What you have to do. Reproduce verbatim the rows from the line containing "Could you point out the stone" through the line containing "Could you point out the refrigerator", including both of those lines and nothing else.

Data section.
* Start *

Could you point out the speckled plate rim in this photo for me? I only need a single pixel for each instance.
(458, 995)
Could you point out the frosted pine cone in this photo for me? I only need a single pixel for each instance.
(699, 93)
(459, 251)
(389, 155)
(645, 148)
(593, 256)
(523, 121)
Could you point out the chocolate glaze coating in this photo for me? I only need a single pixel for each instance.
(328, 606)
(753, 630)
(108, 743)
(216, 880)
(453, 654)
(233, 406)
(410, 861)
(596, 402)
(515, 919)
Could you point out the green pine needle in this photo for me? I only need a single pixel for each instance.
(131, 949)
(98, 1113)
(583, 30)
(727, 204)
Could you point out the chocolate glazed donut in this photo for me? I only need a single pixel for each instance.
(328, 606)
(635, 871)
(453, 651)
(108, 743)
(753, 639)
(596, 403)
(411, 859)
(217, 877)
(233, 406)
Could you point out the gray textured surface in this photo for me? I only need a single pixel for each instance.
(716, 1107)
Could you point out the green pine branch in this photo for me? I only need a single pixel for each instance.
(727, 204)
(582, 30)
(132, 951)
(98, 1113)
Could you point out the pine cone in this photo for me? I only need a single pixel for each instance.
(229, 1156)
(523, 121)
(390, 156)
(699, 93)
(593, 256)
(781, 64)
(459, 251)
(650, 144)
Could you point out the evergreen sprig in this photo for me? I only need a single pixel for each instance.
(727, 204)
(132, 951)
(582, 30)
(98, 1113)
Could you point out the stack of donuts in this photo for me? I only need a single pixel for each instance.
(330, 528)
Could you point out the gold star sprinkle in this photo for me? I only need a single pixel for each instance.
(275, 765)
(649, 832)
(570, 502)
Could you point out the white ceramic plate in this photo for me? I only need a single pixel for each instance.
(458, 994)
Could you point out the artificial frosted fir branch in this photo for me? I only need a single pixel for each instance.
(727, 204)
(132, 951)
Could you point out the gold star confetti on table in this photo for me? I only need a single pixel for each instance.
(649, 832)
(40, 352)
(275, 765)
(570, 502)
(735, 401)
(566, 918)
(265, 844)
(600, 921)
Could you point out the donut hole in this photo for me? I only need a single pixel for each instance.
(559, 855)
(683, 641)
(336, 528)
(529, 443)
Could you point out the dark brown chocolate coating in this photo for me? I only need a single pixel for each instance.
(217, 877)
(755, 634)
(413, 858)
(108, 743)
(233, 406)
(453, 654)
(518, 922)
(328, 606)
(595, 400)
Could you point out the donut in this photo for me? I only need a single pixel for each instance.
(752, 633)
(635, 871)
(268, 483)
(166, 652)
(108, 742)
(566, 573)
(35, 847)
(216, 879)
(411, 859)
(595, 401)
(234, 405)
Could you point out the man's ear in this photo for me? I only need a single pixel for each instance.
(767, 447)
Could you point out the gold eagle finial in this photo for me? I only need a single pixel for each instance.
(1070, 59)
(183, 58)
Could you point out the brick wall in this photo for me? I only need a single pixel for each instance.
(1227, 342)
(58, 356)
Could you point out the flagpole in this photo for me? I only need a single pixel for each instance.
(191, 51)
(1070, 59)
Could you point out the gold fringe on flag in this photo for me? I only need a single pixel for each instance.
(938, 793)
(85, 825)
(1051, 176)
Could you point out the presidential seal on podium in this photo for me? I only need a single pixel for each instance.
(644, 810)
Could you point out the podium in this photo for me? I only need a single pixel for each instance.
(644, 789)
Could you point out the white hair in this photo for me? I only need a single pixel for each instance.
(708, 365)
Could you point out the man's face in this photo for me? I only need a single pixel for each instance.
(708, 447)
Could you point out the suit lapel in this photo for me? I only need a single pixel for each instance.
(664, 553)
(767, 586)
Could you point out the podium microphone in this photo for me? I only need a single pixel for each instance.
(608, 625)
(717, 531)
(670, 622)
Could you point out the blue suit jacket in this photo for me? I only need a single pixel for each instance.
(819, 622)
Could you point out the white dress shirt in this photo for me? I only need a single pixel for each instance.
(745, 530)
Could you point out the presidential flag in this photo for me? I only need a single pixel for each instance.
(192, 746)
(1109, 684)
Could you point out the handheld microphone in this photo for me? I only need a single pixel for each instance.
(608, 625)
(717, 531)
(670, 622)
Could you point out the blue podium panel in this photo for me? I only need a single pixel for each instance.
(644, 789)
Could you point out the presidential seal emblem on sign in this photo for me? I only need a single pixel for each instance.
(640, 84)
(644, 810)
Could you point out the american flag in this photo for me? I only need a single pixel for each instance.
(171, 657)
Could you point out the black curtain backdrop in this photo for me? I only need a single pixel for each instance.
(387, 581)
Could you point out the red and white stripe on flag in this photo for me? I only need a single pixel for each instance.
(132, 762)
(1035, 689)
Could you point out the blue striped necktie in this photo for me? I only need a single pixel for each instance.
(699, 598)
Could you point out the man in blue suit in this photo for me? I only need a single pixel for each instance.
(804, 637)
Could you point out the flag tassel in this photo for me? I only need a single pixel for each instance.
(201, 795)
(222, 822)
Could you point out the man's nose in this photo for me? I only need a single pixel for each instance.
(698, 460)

* End *
* Start *

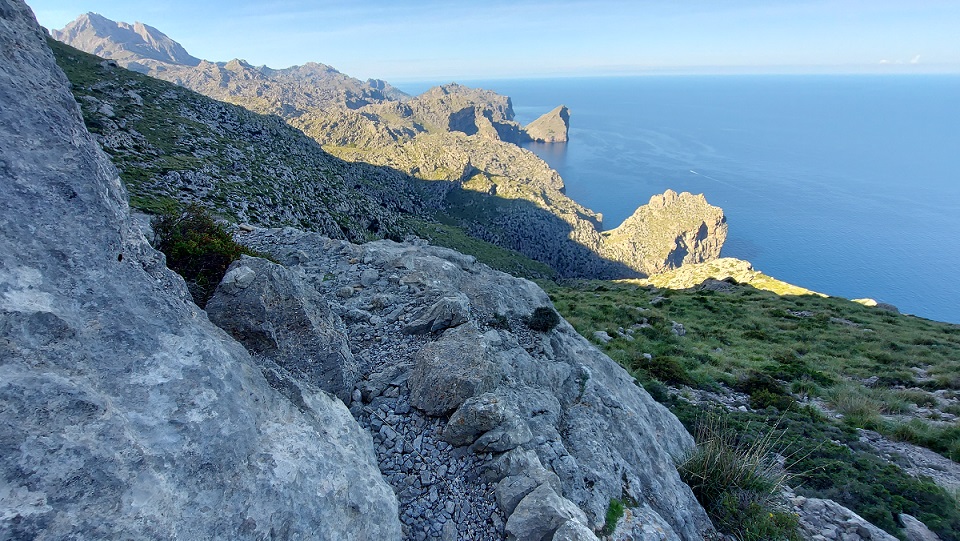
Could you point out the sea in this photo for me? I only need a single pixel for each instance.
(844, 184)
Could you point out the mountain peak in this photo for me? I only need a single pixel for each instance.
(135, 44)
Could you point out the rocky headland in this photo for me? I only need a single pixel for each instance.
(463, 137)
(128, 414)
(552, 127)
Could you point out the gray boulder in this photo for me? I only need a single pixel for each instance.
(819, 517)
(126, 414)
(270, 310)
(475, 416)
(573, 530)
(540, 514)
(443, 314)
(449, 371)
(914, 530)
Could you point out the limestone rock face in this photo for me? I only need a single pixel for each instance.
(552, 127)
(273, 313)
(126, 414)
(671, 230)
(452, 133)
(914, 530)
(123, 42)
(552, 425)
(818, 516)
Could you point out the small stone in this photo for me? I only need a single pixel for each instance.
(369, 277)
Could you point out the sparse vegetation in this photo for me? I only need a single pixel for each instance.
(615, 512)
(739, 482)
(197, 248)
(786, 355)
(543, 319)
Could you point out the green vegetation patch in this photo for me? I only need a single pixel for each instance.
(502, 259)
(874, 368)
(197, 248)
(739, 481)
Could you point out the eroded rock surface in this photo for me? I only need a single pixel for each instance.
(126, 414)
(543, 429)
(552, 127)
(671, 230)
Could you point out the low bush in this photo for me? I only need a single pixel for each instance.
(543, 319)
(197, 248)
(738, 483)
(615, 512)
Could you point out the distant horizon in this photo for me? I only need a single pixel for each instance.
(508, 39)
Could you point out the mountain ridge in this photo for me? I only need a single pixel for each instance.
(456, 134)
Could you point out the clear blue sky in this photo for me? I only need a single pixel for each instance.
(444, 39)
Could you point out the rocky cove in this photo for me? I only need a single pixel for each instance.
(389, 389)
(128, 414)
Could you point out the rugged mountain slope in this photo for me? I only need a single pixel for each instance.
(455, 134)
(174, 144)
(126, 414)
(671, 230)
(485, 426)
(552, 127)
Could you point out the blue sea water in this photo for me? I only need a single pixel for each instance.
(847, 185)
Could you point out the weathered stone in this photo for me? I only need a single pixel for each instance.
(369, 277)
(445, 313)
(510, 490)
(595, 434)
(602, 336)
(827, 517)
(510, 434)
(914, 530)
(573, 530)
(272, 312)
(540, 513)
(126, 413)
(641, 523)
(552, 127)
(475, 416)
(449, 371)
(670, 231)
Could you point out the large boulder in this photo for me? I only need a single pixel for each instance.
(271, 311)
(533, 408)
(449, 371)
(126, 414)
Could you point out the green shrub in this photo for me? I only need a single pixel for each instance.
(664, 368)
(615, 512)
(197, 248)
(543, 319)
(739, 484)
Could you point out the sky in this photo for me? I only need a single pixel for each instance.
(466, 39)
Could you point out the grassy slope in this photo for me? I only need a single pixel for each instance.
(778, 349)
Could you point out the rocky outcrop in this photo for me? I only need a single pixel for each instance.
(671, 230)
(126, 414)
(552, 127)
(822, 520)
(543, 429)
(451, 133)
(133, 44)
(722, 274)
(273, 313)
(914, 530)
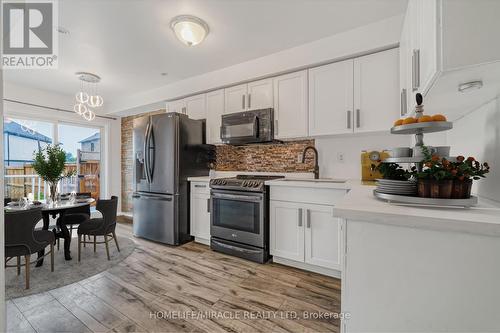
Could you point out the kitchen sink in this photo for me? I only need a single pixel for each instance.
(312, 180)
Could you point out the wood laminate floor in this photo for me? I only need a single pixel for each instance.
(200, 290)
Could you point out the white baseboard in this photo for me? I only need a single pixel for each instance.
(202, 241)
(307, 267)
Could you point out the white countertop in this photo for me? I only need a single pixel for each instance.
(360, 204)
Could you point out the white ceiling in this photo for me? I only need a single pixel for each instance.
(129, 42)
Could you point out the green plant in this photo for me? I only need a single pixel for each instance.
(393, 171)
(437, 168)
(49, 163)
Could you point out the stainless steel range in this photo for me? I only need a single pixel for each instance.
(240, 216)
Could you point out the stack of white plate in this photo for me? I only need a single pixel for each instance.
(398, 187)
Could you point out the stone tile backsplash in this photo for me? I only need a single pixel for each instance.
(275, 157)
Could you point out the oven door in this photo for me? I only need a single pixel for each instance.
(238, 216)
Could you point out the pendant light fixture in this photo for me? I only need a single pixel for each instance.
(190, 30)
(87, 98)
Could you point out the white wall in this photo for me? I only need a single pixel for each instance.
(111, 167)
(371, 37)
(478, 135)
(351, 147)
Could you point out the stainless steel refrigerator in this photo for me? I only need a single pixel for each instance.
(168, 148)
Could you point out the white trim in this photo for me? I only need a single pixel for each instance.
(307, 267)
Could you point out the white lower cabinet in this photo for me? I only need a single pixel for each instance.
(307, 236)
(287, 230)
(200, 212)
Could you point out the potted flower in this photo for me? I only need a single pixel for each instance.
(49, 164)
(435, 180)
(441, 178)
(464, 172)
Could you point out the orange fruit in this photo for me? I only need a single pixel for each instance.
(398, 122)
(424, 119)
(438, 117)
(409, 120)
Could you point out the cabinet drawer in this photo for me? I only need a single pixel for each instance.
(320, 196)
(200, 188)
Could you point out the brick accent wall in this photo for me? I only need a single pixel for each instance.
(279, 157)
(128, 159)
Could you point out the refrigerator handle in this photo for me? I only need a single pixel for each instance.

* End *

Final answer.
Could you point out the stone tile backsplash in this photo for me? I only need a single pixel for each instance.
(275, 157)
Could you point out the oven door in this photo for me? I only need a single pixel for each instance.
(238, 216)
Could you point out the pendant light fixture in this photo for me? I only need a single pixel for each instance.
(190, 30)
(87, 98)
Could you point out the white wall in this photo for me? I only need a single pixel for each instance.
(111, 167)
(371, 37)
(478, 135)
(351, 147)
Could you point out the stainless steel refrigerator in this photo for me? I only need a single pixel for each instance.
(168, 148)
Could you point out the white trim in this photo for me? I only need a single pixel for each instance.
(307, 267)
Could you point out the white lower cabinet in this photo for me? I only need a single pixel for each instance.
(307, 236)
(287, 230)
(200, 212)
Could you point out the potted flower in this photo for me? I only need a single pixel for each instance.
(49, 164)
(435, 180)
(441, 178)
(464, 172)
Could you point out the orange fruit in this photo for me? I only need a single pixel for each instance.
(398, 122)
(424, 119)
(438, 117)
(409, 120)
Could you point out the cabinet drawer in this photo for me? I only need a single pixel for each instance.
(320, 196)
(200, 188)
Could you point out the brick accent wall in this photo for me? I only need a single pixel for each instance.
(279, 157)
(128, 159)
Could you point out the refrigerator handle in this photo for me? I only need a single pixel for each instance.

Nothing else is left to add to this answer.